● Activity: Each line of the records needs to be written out exactly, with any image left out.
=== Begin Enclosure ===
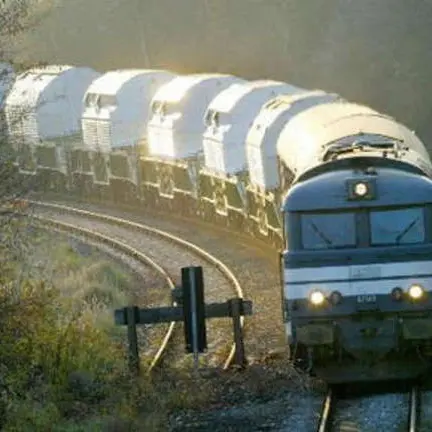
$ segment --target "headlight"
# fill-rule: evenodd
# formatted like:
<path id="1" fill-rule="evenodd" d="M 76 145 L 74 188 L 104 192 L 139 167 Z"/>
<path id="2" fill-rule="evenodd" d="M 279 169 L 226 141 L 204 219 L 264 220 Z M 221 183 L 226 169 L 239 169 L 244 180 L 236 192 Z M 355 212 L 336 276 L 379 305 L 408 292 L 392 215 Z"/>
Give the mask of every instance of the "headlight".
<path id="1" fill-rule="evenodd" d="M 399 288 L 399 287 L 393 288 L 393 289 L 392 289 L 392 292 L 391 292 L 391 296 L 392 296 L 393 299 L 396 300 L 396 301 L 400 301 L 400 300 L 402 300 L 402 297 L 403 297 L 403 289 L 402 289 L 402 288 Z"/>
<path id="2" fill-rule="evenodd" d="M 354 193 L 359 197 L 364 197 L 368 193 L 368 187 L 366 183 L 357 183 L 354 186 Z"/>
<path id="3" fill-rule="evenodd" d="M 424 288 L 421 285 L 411 285 L 408 288 L 408 294 L 413 300 L 417 300 L 424 295 Z"/>
<path id="4" fill-rule="evenodd" d="M 342 302 L 342 294 L 339 291 L 333 291 L 330 294 L 330 301 L 334 305 L 341 303 Z"/>
<path id="5" fill-rule="evenodd" d="M 321 291 L 313 291 L 309 295 L 309 301 L 315 306 L 319 306 L 323 304 L 324 300 L 325 300 L 325 296 Z"/>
=== End Enclosure ===
● Expected answer:
$ segment --target "headlight"
# fill-rule: evenodd
# formatted like:
<path id="1" fill-rule="evenodd" d="M 76 145 L 74 188 L 104 192 L 139 167 Z"/>
<path id="2" fill-rule="evenodd" d="M 279 169 L 226 141 L 204 219 L 264 220 Z M 221 183 L 226 169 L 239 169 L 244 180 L 236 192 Z M 355 212 L 336 276 L 379 305 L 408 292 L 392 215 Z"/>
Give the mask of every instance of the "headlight".
<path id="1" fill-rule="evenodd" d="M 399 288 L 399 287 L 393 288 L 393 289 L 392 289 L 392 292 L 391 292 L 391 296 L 392 296 L 393 299 L 396 300 L 396 301 L 400 301 L 400 300 L 402 300 L 402 297 L 403 297 L 403 289 L 402 289 L 402 288 Z"/>
<path id="2" fill-rule="evenodd" d="M 354 193 L 359 197 L 364 197 L 368 193 L 368 187 L 366 183 L 357 183 L 354 186 Z"/>
<path id="3" fill-rule="evenodd" d="M 424 288 L 421 285 L 411 285 L 408 288 L 408 294 L 413 300 L 417 300 L 424 295 Z"/>
<path id="4" fill-rule="evenodd" d="M 342 302 L 342 294 L 339 291 L 333 291 L 330 294 L 330 301 L 334 305 L 341 303 Z"/>
<path id="5" fill-rule="evenodd" d="M 321 291 L 313 291 L 309 295 L 309 301 L 315 306 L 319 306 L 323 304 L 324 300 L 325 300 L 325 296 Z"/>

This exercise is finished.